━━━━━ Material shown

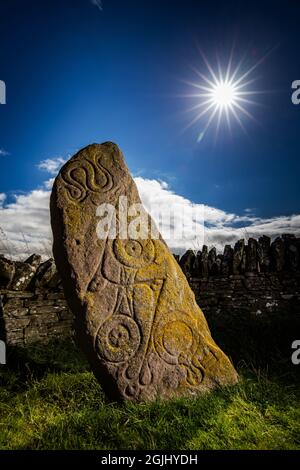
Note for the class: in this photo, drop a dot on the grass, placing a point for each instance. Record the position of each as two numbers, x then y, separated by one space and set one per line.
50 400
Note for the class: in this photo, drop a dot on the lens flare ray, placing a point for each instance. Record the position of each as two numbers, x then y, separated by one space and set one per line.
222 94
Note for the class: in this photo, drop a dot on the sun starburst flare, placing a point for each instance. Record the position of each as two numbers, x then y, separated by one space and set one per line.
222 96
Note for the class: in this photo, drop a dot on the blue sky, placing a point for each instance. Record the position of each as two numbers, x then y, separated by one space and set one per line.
76 73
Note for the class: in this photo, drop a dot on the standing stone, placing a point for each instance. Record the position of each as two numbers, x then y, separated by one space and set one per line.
197 265
263 253
251 256
44 274
291 252
238 255
212 256
24 272
136 317
187 263
227 260
204 261
278 254
7 272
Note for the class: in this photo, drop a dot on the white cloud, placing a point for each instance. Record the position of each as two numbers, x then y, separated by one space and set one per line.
52 165
26 221
2 198
3 153
98 4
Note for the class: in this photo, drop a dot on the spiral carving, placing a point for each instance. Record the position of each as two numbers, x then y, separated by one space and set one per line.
118 339
134 253
90 176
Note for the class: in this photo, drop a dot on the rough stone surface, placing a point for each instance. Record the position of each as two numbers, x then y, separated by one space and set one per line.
253 316
238 257
7 272
136 317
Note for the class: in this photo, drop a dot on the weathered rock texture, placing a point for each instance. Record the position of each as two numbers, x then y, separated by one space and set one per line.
136 318
254 316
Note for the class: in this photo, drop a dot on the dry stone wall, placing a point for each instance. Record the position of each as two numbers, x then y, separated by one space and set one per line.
250 295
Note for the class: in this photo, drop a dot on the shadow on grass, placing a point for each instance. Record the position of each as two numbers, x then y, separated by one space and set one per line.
51 400
38 359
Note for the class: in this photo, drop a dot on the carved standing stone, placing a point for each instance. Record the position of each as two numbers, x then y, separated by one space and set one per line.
136 318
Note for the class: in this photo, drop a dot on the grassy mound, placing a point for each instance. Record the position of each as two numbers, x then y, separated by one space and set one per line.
49 399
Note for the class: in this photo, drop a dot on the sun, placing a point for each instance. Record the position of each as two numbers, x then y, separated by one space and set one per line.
222 95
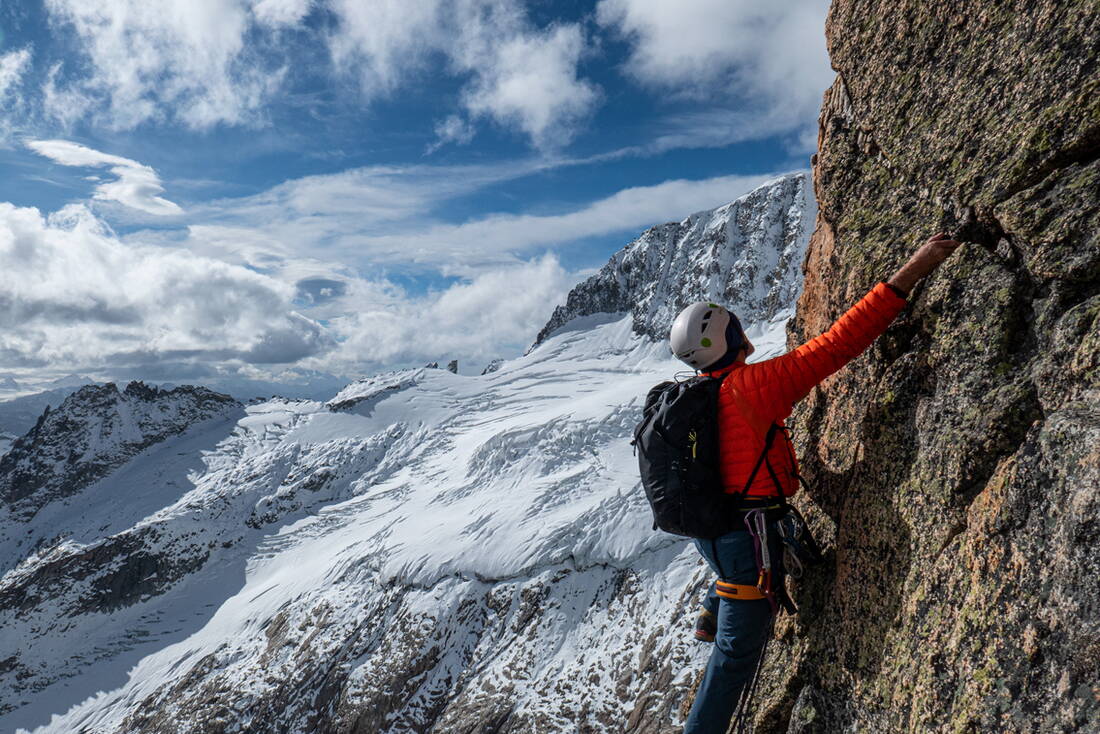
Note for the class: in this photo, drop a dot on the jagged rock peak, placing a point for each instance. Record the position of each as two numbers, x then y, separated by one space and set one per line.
746 254
95 430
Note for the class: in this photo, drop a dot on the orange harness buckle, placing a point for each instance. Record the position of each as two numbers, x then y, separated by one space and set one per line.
738 591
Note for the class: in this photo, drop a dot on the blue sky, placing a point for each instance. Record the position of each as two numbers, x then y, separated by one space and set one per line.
263 187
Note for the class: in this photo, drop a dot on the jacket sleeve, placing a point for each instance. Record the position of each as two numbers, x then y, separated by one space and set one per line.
777 384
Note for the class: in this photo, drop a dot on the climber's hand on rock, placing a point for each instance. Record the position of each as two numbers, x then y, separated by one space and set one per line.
924 261
936 250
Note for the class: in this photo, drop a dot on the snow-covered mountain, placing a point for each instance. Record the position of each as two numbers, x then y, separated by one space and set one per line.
746 254
424 551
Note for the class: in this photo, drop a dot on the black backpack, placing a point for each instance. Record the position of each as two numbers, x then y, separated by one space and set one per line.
677 442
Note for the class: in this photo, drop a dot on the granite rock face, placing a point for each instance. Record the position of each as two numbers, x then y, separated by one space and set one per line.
956 466
745 254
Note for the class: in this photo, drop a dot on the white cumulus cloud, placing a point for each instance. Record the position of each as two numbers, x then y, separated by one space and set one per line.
155 58
74 295
495 314
761 65
519 76
136 185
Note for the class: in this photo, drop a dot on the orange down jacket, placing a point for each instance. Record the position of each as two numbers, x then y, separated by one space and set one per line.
756 395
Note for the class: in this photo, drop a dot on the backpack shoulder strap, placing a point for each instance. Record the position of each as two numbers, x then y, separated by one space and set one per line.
769 438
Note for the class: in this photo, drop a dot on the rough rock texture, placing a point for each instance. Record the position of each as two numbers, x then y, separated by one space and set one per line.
958 462
94 431
746 254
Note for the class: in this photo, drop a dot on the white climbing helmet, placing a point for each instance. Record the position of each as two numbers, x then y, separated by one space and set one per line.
699 333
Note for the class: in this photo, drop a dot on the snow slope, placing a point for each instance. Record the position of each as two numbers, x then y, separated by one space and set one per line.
426 551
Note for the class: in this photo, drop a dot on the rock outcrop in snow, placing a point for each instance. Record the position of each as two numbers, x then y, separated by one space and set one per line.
746 254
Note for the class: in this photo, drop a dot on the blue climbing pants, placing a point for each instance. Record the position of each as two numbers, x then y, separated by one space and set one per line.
740 636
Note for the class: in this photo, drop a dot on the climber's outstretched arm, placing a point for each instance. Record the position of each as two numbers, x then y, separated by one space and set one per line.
784 380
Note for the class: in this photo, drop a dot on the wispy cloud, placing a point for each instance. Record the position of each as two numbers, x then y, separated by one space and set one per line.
13 65
386 217
136 185
207 63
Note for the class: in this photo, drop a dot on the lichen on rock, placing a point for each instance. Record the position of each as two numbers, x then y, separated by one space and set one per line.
958 459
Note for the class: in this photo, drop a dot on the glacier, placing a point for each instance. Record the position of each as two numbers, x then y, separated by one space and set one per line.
422 551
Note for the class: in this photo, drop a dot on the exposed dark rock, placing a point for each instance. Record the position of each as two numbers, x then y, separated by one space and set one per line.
91 433
959 459
493 367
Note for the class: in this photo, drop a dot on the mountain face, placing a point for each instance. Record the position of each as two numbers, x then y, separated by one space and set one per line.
94 431
426 551
958 462
746 255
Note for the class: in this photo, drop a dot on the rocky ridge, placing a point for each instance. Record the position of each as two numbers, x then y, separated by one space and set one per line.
427 551
92 431
746 254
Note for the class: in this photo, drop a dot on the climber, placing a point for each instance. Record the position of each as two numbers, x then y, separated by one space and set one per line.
752 398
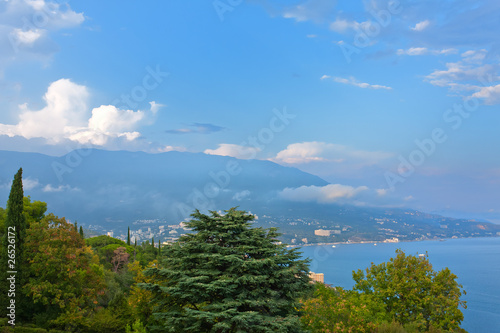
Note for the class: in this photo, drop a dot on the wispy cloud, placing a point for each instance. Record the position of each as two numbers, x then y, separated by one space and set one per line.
353 82
201 128
332 193
60 188
307 152
472 76
227 149
310 10
416 51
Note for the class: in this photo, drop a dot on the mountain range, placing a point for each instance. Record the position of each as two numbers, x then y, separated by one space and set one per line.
115 189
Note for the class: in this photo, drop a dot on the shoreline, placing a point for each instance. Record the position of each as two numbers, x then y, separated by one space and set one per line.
383 242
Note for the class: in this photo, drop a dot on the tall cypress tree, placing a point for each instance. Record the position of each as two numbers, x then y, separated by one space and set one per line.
14 261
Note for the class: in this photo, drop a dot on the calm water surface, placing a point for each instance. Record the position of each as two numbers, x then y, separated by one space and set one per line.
476 262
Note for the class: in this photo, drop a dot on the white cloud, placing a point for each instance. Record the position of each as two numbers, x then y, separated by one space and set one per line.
241 195
155 107
27 37
322 194
65 116
421 25
416 51
60 188
66 105
471 74
306 152
491 95
227 149
165 149
315 10
353 82
29 184
341 25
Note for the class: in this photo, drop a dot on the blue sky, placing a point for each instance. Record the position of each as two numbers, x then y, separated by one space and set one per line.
396 103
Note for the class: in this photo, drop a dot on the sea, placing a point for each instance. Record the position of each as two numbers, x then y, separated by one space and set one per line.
475 262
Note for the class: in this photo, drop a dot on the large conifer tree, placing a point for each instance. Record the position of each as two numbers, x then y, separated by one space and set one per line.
228 277
14 234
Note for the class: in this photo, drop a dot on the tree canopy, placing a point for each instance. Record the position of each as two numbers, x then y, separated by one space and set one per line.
228 277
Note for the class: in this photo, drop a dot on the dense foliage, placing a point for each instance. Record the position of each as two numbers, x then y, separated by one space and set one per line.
412 292
402 295
228 277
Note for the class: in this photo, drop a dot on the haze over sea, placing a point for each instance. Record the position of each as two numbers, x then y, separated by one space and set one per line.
475 261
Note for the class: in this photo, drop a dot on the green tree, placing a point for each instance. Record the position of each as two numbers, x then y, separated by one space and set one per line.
66 277
12 258
228 277
413 292
339 310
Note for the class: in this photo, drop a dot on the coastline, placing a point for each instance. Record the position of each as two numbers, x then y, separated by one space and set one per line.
385 242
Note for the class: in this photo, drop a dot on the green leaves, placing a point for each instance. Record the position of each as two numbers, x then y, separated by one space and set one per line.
228 277
413 292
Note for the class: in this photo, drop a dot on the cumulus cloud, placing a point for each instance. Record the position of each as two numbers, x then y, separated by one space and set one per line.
331 193
472 77
491 95
353 82
66 116
416 51
421 25
315 10
306 152
227 149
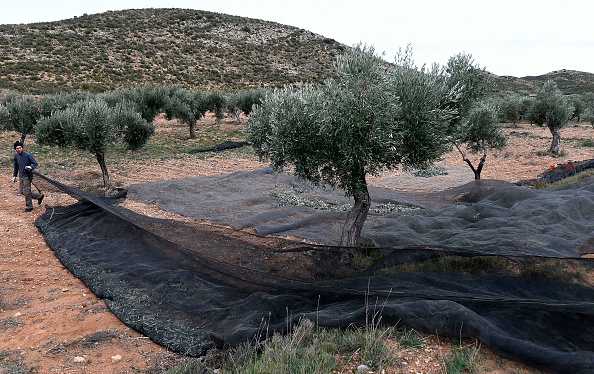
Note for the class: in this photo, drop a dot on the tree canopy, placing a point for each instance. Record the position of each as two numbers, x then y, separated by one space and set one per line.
370 117
552 109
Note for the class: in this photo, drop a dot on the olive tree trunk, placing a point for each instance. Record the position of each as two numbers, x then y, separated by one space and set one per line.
193 129
351 231
101 160
556 142
477 171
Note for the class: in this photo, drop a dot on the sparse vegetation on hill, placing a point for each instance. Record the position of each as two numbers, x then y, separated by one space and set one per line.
191 48
194 49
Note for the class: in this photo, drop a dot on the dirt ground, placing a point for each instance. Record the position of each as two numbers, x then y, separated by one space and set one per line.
51 323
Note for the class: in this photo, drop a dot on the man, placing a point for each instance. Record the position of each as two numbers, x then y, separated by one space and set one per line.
24 164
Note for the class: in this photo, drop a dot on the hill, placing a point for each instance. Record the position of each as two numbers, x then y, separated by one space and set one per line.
192 48
568 81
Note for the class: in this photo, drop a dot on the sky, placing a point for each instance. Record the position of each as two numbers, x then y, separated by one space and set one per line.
506 37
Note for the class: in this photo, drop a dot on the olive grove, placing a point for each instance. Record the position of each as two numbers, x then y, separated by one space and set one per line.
372 116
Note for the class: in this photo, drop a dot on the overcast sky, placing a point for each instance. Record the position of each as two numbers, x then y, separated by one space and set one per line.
507 37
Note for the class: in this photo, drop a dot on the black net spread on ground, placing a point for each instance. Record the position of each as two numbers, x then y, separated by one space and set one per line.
489 259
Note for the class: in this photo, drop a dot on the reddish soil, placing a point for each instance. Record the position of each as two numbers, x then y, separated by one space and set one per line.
51 323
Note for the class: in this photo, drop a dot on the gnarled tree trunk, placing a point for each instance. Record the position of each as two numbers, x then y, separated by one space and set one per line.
477 171
556 142
351 231
101 160
193 129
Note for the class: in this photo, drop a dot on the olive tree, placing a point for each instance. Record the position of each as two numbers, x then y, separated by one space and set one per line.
20 114
91 125
187 106
480 130
550 108
370 117
243 101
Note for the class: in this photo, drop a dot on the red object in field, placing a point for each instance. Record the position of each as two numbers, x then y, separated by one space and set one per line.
569 165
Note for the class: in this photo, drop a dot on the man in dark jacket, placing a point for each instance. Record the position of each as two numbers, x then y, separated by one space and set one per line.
24 164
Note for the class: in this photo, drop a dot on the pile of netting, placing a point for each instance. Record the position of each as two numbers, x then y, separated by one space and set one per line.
502 263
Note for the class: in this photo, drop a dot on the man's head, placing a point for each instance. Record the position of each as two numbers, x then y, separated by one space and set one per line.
18 146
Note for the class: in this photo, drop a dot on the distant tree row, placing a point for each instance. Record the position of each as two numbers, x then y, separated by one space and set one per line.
548 108
94 122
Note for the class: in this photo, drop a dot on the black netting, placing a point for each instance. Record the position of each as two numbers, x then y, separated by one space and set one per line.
191 286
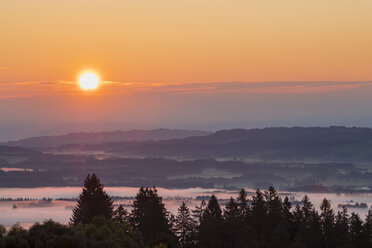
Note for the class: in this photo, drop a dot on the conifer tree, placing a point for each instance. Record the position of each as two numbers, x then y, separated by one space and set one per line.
356 230
367 230
185 227
197 213
258 214
93 201
342 227
243 203
327 223
232 217
150 218
211 226
121 215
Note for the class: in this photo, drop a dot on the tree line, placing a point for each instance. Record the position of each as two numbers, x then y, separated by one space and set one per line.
265 220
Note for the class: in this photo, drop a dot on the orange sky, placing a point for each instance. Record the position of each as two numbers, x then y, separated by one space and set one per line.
205 64
186 41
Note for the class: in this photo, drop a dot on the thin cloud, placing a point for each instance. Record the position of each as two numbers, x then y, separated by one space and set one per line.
22 89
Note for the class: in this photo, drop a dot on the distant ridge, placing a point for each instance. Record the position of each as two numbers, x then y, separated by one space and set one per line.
91 138
334 143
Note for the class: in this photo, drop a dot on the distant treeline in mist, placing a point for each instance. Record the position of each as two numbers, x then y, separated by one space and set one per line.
265 220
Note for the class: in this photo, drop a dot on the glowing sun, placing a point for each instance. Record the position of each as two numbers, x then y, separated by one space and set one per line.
89 81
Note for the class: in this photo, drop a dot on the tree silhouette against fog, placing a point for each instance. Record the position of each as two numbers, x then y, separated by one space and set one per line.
93 201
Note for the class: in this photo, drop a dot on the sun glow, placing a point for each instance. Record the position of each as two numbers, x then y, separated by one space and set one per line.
88 81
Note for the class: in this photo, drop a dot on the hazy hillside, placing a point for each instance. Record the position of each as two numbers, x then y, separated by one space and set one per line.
333 143
104 137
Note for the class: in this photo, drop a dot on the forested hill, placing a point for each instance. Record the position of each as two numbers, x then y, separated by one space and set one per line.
104 137
335 143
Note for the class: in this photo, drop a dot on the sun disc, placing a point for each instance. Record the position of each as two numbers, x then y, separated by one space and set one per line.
89 81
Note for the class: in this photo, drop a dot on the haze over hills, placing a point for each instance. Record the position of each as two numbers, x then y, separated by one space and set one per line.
335 158
83 138
297 143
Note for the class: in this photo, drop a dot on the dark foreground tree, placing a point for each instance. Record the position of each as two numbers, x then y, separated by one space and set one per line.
93 201
121 215
185 227
150 218
211 227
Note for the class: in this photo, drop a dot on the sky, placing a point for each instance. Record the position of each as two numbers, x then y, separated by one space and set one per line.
195 64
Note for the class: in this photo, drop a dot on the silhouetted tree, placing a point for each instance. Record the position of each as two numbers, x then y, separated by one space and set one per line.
185 227
150 218
342 228
367 230
121 215
197 213
327 217
356 230
93 201
232 219
258 215
211 226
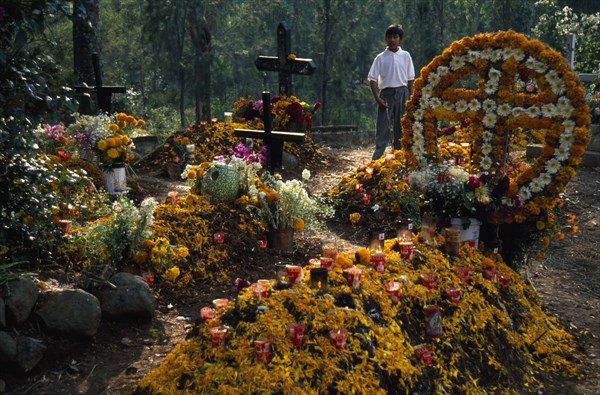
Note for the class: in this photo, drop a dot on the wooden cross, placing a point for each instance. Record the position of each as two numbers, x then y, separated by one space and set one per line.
283 64
273 139
103 93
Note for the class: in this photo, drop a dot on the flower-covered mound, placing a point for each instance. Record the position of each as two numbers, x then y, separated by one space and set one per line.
496 339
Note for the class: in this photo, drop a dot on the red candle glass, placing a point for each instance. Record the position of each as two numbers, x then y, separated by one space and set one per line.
207 313
219 237
353 275
393 288
338 338
428 279
218 334
423 353
463 273
263 350
297 334
453 295
294 273
148 278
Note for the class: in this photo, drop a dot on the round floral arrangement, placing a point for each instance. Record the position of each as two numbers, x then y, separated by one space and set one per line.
521 84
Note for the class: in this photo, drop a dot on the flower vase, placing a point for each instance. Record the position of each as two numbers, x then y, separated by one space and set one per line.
281 239
115 180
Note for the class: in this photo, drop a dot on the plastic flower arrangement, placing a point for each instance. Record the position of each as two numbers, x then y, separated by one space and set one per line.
553 106
288 112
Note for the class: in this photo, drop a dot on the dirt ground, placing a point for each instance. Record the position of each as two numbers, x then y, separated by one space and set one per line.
568 282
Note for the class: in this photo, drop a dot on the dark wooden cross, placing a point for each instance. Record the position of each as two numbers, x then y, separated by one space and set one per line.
283 64
103 93
273 139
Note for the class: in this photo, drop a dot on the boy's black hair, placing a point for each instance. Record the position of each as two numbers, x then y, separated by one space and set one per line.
394 29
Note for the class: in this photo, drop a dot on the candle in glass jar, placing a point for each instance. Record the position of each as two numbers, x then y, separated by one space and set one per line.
263 349
353 276
296 334
393 288
338 338
217 335
294 273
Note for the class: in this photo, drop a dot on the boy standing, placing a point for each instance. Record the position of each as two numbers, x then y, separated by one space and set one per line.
391 79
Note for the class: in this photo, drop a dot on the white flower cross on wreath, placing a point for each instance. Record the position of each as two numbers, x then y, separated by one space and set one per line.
497 64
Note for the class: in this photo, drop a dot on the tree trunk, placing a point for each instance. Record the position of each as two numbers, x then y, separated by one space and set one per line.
86 38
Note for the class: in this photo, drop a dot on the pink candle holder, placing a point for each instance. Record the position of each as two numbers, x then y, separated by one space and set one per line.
294 273
407 250
353 276
433 322
453 295
220 303
65 225
263 349
217 335
327 263
259 290
504 279
463 273
338 338
219 237
148 278
428 279
393 288
297 334
207 313
423 353
172 197
378 261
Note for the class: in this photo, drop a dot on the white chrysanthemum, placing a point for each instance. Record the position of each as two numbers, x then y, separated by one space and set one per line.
525 194
461 106
456 62
496 55
533 112
504 109
489 120
485 163
474 105
552 166
488 105
549 110
433 79
535 185
486 148
486 53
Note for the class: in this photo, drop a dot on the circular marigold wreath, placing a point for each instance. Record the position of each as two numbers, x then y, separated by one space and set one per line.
502 63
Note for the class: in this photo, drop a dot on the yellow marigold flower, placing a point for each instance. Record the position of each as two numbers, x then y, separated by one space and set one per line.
172 273
112 153
363 255
354 218
298 224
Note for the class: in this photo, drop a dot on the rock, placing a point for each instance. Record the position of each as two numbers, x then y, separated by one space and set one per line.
131 300
30 352
22 296
8 347
70 311
2 314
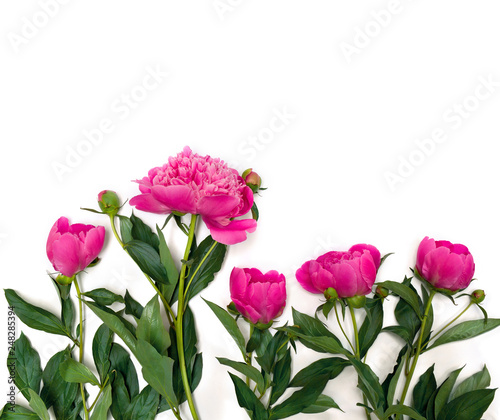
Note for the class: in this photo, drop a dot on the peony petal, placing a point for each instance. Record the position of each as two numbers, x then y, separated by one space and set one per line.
146 202
66 255
235 232
177 197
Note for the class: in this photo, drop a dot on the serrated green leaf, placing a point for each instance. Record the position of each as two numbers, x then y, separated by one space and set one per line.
479 380
229 324
34 316
76 372
247 370
148 260
38 405
103 297
150 327
100 411
465 330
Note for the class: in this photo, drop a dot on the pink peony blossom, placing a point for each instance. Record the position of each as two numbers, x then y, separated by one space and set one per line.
71 248
258 297
350 273
190 183
445 265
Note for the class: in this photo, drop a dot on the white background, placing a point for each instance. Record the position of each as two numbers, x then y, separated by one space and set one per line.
357 94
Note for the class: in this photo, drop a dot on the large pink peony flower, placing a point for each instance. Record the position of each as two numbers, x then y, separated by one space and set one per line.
71 248
350 273
190 183
445 265
258 297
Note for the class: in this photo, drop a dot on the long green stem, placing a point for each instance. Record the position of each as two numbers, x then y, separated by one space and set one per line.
419 347
178 323
357 351
342 328
80 356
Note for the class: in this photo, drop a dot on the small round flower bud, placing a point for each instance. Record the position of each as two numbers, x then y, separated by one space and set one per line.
477 296
252 179
357 301
108 202
331 293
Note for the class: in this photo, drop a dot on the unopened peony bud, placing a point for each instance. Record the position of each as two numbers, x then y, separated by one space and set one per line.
252 179
331 293
477 296
357 301
108 202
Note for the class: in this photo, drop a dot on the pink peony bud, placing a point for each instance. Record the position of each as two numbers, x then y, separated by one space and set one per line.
71 248
445 265
350 273
258 297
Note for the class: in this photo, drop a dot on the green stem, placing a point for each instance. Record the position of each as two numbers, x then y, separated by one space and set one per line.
170 312
178 323
357 351
340 325
80 355
419 347
448 324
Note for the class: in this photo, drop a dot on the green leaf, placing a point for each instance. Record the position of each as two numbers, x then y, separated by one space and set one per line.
466 330
104 297
469 406
423 390
101 347
57 393
322 404
34 316
100 411
125 229
247 370
144 405
156 370
132 307
115 324
230 324
444 391
281 377
207 261
479 380
402 409
17 412
331 366
38 405
143 233
372 325
150 327
73 371
405 293
248 400
300 400
25 366
148 260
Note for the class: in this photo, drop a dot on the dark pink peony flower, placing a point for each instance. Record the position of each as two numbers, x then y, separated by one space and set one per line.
258 297
71 248
190 183
350 273
445 265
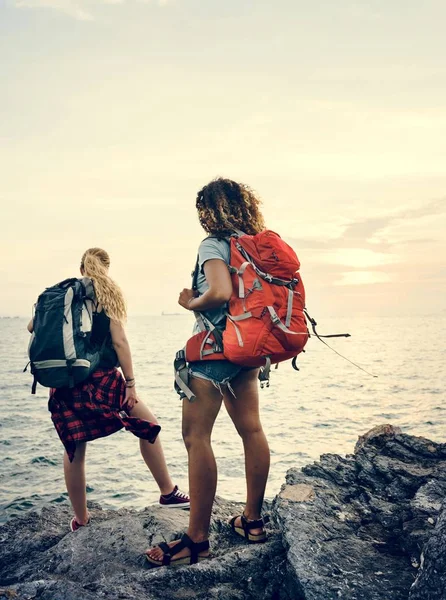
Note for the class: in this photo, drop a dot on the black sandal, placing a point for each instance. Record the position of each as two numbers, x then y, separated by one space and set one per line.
185 542
245 529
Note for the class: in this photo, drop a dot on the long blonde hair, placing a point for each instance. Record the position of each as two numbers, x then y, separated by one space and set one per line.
95 263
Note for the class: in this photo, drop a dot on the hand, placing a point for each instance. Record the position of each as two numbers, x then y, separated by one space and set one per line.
185 297
131 398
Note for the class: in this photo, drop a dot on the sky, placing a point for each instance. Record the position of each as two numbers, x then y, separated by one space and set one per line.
114 113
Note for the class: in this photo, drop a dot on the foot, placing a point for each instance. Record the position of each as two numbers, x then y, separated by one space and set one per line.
76 524
253 530
176 499
157 553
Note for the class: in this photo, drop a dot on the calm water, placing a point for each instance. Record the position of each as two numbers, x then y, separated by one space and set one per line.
323 408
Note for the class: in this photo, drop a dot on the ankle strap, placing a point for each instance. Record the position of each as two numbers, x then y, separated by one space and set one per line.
256 524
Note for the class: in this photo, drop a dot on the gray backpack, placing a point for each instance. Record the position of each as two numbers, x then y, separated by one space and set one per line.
60 350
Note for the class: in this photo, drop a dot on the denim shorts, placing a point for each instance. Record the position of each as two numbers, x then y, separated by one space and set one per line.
220 372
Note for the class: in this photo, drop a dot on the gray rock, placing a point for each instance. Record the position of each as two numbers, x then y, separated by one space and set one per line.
355 527
431 581
351 527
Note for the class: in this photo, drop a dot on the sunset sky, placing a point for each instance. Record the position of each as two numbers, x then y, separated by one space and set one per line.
115 112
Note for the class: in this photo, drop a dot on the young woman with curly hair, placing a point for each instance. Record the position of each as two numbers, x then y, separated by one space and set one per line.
224 206
107 401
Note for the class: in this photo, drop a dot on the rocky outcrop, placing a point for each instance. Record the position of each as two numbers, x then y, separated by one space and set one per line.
355 528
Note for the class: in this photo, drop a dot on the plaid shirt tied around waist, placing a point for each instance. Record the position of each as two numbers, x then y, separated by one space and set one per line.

━━━━━━━━━━

• _Request_: Nothing but the lines from the line with "gray rock, placing" to the last line of the listing above should appear; please retype them exactly, both ends included.

• _Solution to this exercise_:
Note for the class: in this photo, drop a dot on the gray rock, placing a point for each instance. Record the position of each as two numbers, x then y, separated by one space and set one per line.
355 527
431 581
351 527
Note for the class: in this photo, drop a dot on the sunset sky, placing a point for each instance. Record the position of each as two numbers, x then y, separated by one space and set one per line.
115 112
Note for the class: in this photo, drop a dot on the young woman with curly hair, placing a point for each instance. Record the position of each as two numbers, x then y, separated by one space and set one per line.
224 206
107 401
Note for the class: in this photo, drop a dot on the rocky outcrop, placing a point for each instance. Record the position of each as two numbers, x then y, separated by one space and set one per line.
355 528
Note for the class: in this photo, drop a dot on the plaid shirt tied around waist, placing a point for each instance. Record the position of each as two numbers, x then y, separated by one space and set one per line.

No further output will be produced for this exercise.